Solution - CF160D Edges in MST

CF160D Edges in MST

退役后没事干写的。

首先，有个比较好想的暴力做法：先随便找一个最小生成树，然后树剖+线段树维护,每次对于横插边，看看链上边权的最大值是否和当前边权相等，如果相等是 2 否则是 3 ，同时更新这一段链使用横插边替换的最小值。做完横插边以后，对于树边，只需看看该点最小值是否为此边权即可，是即 2 ，不是即 3 。两个 $\log$ ，但是 $n\leq 10^5$ ，所以被我搞过去了（还挺快）。

#include<bits/stdc++.h>
#define gc getchar
#define pc putchar
#define F(i,x,y) for(int i=x;i<=y;++i)
#define R(i,x,y) for(int i=x;i>=y;--i)
inline int read(){
	int x=0;char ch=gc();bool p=1;
	while (!isdigit(ch)) ch=='-'?p=0:0,ch=gc();
	while ( isdigit(ch)) x=(x<<1)+(x<<3)+(ch^'0'),ch=gc();
	return p?x:-x;
}
const int N=1e5+5,INF=1e9+7;
struct Edge{
	int pos,val;
};
std::vector<Edge> G[N];
int n,m,dfn[N],dep[N],top[N],fa[N],son[N],sz[N],val[N],tot,vvv[N];
void Dfs0(int cur){
	//printf("cur = %d\n",cur);
	sz[cur]=1;
	dep[cur]=dep[fa[cur]]+1;
	F(i,0,(int)G[cur].size()-1){
		int to=G[cur][i].pos,v=G[cur][i].val;
		if (to==fa[cur]) continue;
		fa[to]=cur;
		vvv[to]=v;
		Dfs0(to);
		sz[cur]+=sz[to];
		if (sz[to]>sz[son[cur]]) son[cur]=to;
	}
}
void Dfs1(int cur){
	dfn[cur]=++tot;//printf("cur = %d, fa = %d, dfn = %d\n",cur,fa[cur],dfn[cur]);
	val[dfn[cur]]=vvv[cur];
	if (!top[cur]) top[cur]=cur;
	if (son[cur]) top[son[cur]]=top[cur],Dfs1(son[cur]);
	F(i,0,(int)G[cur].size()-1){
		int to=G[cur][i].pos;
		if (to==fa[cur]||to==son[cur]) continue;
		Dfs1(to);
	}
}
#define min std::min
#define max std::max
#define mid ((l+r)>>1)
┄┄┄┄┄┄┄┄┄┄┄┄┄┄┄┄┄┄┄┄
=== 完成以下任务 ===
A. 请判断下列三项陈述是否与原文相符，逐项回答“是”或“否”，并原样引用原文中起决定作用的文字。
(i) 作者是在退役之后写下这篇内容的。
(ii) 文中所述的暴力做法，其复杂度只含一个 log。
(iii) 对于横插边，若链上边权最大值与当前边权相等，则结果为 3。
B. 请照原样抄录原文中的一段：以含有“Solution - CF160D”的文字开头，以“R(i,x,y) for(int i=x;i>=y;--i)”结尾。

=== 数据记录 ===
┄┄┄┄┄┄┄┄┄┄┄┄┄┄┄┄┄┄┄┄
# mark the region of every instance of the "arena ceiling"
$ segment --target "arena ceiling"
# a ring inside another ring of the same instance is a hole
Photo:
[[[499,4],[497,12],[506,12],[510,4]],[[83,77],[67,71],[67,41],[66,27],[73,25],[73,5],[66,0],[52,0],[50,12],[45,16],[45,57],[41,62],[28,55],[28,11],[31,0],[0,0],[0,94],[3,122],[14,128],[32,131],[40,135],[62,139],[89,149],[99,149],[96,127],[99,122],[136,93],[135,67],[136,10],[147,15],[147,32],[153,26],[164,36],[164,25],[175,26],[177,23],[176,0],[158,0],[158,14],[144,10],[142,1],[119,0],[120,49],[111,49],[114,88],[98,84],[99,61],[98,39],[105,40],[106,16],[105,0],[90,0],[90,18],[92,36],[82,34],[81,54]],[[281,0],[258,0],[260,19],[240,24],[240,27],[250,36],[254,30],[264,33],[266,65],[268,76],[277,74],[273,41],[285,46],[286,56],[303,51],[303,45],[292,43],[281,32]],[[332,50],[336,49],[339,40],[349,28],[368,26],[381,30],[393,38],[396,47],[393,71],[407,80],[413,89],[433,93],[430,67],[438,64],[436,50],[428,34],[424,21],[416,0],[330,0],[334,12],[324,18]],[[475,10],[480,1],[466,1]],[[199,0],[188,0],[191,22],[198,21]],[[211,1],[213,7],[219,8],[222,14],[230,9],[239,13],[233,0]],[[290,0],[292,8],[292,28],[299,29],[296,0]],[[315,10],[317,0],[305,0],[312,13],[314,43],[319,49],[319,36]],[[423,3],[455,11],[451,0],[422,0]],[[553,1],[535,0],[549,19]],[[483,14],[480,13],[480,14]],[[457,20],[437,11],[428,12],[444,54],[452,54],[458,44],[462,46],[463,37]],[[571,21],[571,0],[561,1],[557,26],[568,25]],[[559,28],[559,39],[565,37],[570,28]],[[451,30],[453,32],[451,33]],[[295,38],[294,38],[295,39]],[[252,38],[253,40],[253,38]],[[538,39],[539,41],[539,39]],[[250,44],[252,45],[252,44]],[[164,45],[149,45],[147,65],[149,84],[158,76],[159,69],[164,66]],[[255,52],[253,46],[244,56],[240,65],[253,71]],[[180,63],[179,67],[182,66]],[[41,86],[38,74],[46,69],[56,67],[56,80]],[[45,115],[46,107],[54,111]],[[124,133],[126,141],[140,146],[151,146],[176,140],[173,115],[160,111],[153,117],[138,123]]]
┄┄┄┄┄┄┄┄┄┄┄┄┄┄┄┄┄┄┄┄
=== 已解答题目 ===
A.
(i) 是。“退役后没事干写的。”
(ii) 否。“两个 $\log$ ”
(iii) 否。“如果相等是 2 否则是 3”

B.
Solution - CF160D Edges in MST

CF160D Edges in MST

退役后没事干写的。

首先，有个比较好想的暴力做法：先随便找一个最小生成树，然后树剖+线段树维护,每次对于横插边，看看链上边权的最大值是否和当前边权相等，如果相等是 2 否则是 3 ，同时更新这一段链使用横插边替换的最小值。做完横插边以后，对于树边，只需看看该点最小值是否为此边权即可，是即 2 ，不是即 3 。两个 $\log$ ，但是 $n\leq 10^5$ ，所以被我搞过去了（还挺快）。

#include<bits/stdc++.h>
#define gc getchar
#define pc putchar
#define F(i,x,y) for(int i=x;i<=y;++i)
#define R(i,x,y) for(int i=x;i>=y;--i)